What is needed is an exact repeat of the lines from the line containing "TARGET = pen" through the final line of the entries below, and nothing else.

Records from a data source:
※ ※ ※
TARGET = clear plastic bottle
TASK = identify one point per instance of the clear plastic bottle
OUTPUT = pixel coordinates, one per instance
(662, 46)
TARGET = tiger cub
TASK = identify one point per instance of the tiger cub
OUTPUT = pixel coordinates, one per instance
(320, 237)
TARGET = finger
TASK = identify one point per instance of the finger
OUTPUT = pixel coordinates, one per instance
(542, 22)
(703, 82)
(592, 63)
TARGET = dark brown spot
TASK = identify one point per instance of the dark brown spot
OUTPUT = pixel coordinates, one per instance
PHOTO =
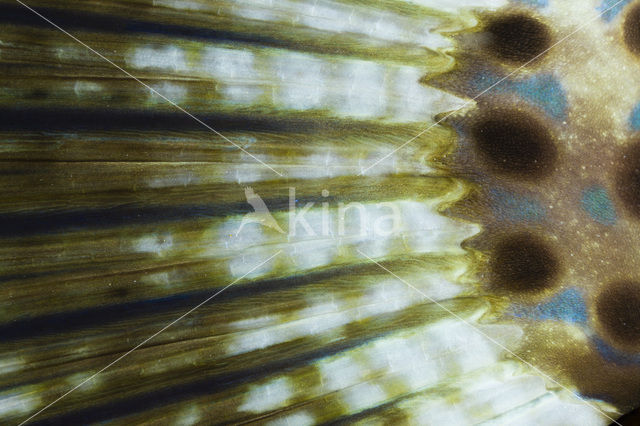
(523, 263)
(517, 38)
(618, 311)
(632, 30)
(515, 143)
(628, 179)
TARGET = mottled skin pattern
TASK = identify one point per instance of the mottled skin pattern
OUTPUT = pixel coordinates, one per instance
(558, 191)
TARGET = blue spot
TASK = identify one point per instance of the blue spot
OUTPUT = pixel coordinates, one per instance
(610, 9)
(634, 120)
(544, 91)
(535, 3)
(614, 355)
(568, 306)
(596, 202)
(516, 208)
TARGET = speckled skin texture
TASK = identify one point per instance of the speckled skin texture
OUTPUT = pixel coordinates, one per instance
(557, 190)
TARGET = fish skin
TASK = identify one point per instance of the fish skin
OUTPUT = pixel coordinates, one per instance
(122, 213)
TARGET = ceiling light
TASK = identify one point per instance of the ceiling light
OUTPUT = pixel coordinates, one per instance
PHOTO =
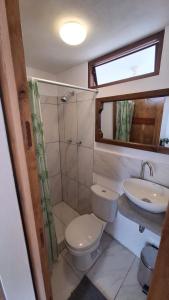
(73, 33)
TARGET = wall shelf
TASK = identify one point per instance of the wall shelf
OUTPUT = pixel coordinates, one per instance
(151, 221)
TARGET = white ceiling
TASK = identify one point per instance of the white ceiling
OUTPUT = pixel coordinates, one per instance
(111, 24)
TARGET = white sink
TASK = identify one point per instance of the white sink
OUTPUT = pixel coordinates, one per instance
(147, 195)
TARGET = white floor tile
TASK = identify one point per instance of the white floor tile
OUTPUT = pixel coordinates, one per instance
(131, 289)
(64, 280)
(111, 268)
(64, 213)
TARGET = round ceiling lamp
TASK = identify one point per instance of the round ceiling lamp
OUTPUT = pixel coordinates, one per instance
(73, 33)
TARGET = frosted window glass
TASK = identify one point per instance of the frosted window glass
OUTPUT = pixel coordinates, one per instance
(134, 64)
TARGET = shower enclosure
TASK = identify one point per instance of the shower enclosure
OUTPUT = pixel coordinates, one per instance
(68, 122)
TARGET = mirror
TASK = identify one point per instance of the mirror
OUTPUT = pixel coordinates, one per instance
(137, 120)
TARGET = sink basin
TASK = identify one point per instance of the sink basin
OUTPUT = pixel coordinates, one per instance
(147, 195)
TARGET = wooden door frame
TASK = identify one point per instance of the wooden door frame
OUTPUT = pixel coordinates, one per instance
(17, 113)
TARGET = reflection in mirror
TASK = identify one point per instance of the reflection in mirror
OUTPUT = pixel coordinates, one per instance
(141, 121)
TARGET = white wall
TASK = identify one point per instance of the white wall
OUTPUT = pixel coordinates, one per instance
(14, 266)
(44, 89)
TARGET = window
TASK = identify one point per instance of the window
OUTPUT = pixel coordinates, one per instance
(138, 60)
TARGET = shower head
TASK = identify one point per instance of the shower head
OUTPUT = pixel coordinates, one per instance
(67, 97)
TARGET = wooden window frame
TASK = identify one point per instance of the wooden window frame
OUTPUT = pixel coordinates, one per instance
(153, 40)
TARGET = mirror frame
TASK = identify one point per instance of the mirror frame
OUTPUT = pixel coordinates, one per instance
(135, 96)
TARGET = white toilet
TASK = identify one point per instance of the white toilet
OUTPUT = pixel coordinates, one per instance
(83, 234)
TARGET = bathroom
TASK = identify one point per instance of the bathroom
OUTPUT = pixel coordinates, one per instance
(95, 232)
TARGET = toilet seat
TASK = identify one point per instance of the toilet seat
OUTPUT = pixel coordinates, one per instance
(84, 232)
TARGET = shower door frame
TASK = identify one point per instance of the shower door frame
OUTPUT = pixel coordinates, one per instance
(15, 101)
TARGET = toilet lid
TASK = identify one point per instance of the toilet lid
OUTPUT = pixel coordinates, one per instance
(84, 231)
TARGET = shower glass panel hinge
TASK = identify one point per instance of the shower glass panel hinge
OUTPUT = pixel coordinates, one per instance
(141, 228)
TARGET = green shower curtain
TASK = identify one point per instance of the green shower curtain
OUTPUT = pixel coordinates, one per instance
(43, 173)
(124, 117)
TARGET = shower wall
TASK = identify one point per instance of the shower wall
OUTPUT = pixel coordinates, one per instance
(69, 143)
(76, 134)
(49, 109)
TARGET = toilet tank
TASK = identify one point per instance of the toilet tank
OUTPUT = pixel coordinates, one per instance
(104, 203)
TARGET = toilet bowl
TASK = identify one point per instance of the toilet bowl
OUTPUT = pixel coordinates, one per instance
(83, 234)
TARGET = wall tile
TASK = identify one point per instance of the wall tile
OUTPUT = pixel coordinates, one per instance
(85, 166)
(61, 122)
(70, 122)
(50, 122)
(70, 191)
(84, 199)
(85, 95)
(86, 122)
(115, 166)
(48, 99)
(55, 189)
(160, 172)
(43, 99)
(53, 158)
(69, 160)
(120, 167)
(62, 91)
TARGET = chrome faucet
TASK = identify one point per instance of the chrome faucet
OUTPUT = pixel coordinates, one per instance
(144, 163)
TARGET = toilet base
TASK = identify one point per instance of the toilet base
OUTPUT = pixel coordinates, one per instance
(84, 262)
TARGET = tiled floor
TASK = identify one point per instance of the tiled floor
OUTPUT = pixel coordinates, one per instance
(114, 273)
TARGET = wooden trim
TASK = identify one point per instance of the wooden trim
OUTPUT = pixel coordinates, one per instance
(155, 39)
(135, 96)
(159, 289)
(18, 119)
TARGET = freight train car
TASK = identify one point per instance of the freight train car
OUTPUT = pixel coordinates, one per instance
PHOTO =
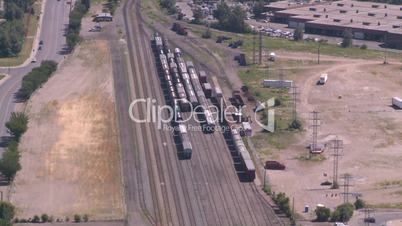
(182, 68)
(185, 140)
(209, 121)
(246, 161)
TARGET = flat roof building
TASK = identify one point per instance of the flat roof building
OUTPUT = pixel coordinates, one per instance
(366, 20)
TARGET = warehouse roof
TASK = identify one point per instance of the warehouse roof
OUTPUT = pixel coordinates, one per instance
(347, 13)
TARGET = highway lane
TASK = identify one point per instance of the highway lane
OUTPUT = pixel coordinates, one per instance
(55, 19)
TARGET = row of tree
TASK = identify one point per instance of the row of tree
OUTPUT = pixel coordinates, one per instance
(74, 26)
(230, 18)
(34, 79)
(12, 32)
(342, 213)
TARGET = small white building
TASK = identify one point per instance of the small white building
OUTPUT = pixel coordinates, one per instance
(247, 129)
(277, 83)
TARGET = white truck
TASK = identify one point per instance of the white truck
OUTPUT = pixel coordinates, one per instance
(397, 102)
(323, 79)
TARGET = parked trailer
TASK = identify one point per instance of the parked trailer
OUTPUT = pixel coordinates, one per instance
(323, 79)
(247, 162)
(202, 75)
(277, 83)
(397, 102)
(185, 140)
(207, 89)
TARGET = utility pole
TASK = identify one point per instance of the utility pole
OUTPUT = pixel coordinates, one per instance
(254, 34)
(367, 215)
(346, 185)
(295, 94)
(314, 124)
(337, 146)
(260, 48)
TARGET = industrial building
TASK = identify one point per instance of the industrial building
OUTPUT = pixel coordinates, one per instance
(366, 20)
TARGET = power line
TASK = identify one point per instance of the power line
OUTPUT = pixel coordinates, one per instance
(260, 48)
(346, 187)
(314, 124)
(254, 34)
(295, 94)
(337, 146)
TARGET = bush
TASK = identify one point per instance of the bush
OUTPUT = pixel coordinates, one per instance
(17, 125)
(36, 219)
(359, 204)
(77, 218)
(10, 161)
(296, 124)
(85, 218)
(322, 214)
(44, 218)
(207, 34)
(34, 79)
(342, 213)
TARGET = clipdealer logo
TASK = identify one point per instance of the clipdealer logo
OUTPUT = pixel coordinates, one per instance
(164, 114)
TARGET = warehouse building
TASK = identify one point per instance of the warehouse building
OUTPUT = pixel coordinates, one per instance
(366, 20)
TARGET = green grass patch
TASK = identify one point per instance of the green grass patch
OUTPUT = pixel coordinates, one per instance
(311, 158)
(387, 183)
(28, 41)
(387, 205)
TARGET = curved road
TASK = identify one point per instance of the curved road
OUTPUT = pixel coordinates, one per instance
(55, 20)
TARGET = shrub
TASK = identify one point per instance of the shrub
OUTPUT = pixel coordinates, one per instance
(17, 125)
(36, 219)
(359, 204)
(44, 218)
(342, 213)
(77, 218)
(296, 124)
(322, 214)
(34, 79)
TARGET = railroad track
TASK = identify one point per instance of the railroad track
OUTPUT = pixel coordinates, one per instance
(180, 191)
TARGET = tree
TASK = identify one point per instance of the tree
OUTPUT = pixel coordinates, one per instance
(7, 211)
(17, 125)
(86, 3)
(322, 214)
(170, 5)
(77, 218)
(343, 213)
(44, 218)
(10, 163)
(222, 12)
(258, 9)
(198, 16)
(298, 34)
(359, 204)
(347, 40)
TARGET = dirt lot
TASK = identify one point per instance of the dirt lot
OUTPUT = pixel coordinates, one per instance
(70, 154)
(354, 106)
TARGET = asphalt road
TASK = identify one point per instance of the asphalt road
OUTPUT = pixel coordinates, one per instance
(52, 33)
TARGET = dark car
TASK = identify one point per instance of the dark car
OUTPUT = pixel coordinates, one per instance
(369, 220)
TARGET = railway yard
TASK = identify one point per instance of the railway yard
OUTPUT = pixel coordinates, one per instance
(205, 189)
(157, 125)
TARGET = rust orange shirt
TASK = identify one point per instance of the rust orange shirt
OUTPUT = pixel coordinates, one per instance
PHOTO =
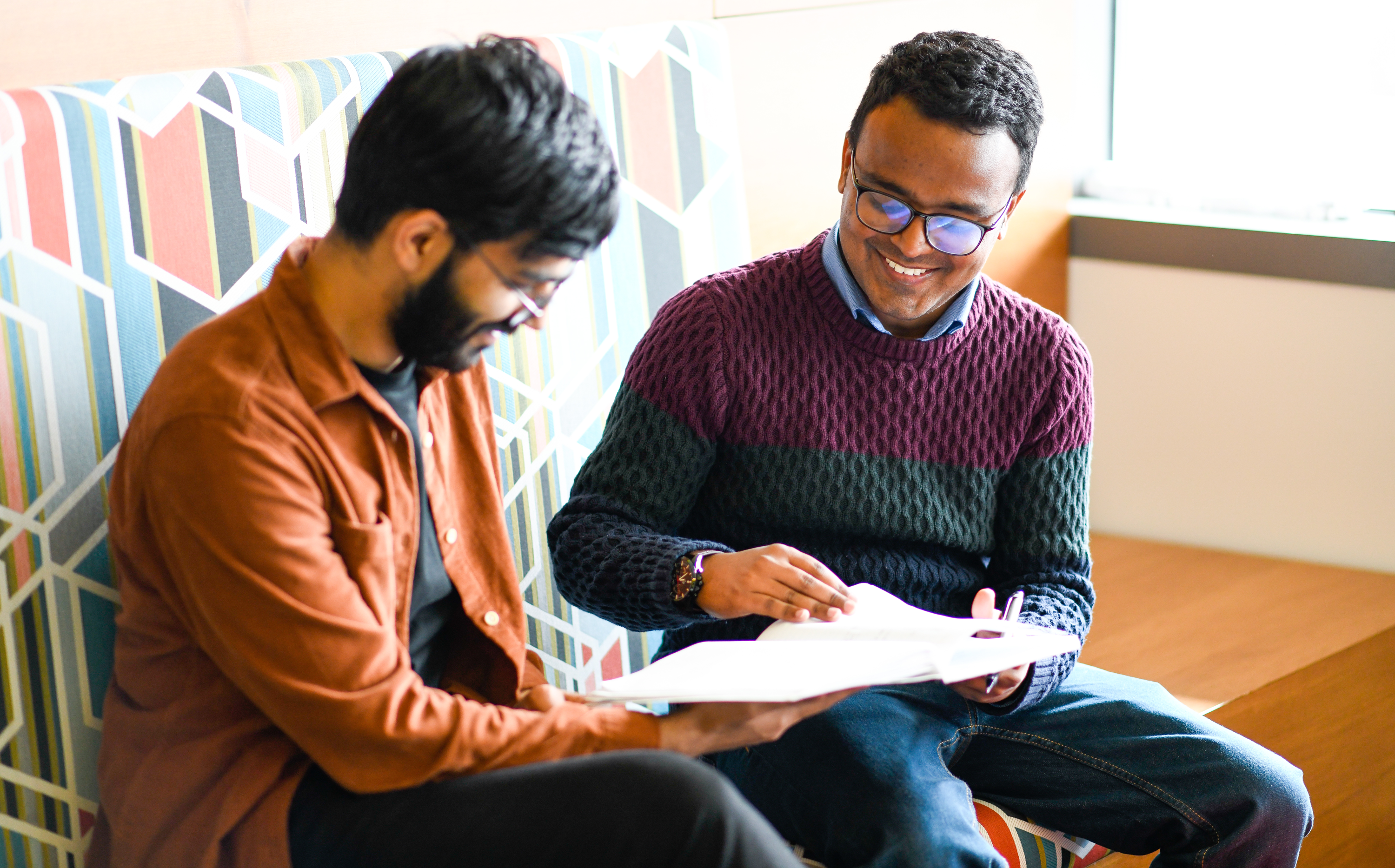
(264, 527)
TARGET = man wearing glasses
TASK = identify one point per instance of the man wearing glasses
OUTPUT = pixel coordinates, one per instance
(320, 661)
(872, 408)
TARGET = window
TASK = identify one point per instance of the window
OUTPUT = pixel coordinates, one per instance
(1255, 106)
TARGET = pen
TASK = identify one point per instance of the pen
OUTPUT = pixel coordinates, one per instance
(1010, 610)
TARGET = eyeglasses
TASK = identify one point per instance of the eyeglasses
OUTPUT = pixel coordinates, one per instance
(889, 215)
(532, 309)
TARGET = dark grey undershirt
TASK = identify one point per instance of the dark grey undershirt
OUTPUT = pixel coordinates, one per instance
(434, 599)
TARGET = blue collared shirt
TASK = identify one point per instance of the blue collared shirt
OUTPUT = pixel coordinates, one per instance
(949, 323)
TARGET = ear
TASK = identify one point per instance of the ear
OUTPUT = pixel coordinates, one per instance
(419, 242)
(1008, 218)
(847, 162)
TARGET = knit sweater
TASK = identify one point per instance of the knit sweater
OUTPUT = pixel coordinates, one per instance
(757, 411)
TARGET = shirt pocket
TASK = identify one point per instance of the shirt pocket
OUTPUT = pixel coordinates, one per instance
(367, 556)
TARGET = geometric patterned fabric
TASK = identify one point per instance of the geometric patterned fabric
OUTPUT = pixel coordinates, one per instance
(134, 210)
(1026, 845)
※ ※ ※
Task output:
TARGET = pen
TASK = identify one point per instance of the pen
OUTPUT = pixel coordinates, one per instance
(1010, 610)
TARGET = eyeglasses
TASK = identify one point per instance of the eyeglasses
OUTPUT = pixel coordinates, one per instance
(889, 215)
(532, 309)
TARGET = dark grey undershirt
TASK = identify one point per instance of the dark grey undershirt
OUTPUT = pixel coordinates, one per instance
(434, 599)
TARGET = blue collared shirt
TASK = identify one point per instance of the blue collared shirt
OUTPUT = pixel coordinates, one per instance
(949, 323)
TARGET = ear
TASK = identify one point per instance of the ear
OUTPUT = pixel coordinates, one per instance
(419, 242)
(1008, 218)
(847, 162)
TARGET = knit sweater
TASK = identify one point per instance of the knit sweater
OUTPUT = pixel coordinates, one per instance
(757, 411)
TARGET = shirt pocket
TASK = identify one point per instance of the shirt pocket
OUTPUT = pixel coordinates, one per instance
(367, 556)
TARGET = geometric patterned fabric
TASK = identify one point per instance of the geometric patterned fabric
OUTPUT = pixel coordinates, one per instance
(134, 210)
(1026, 845)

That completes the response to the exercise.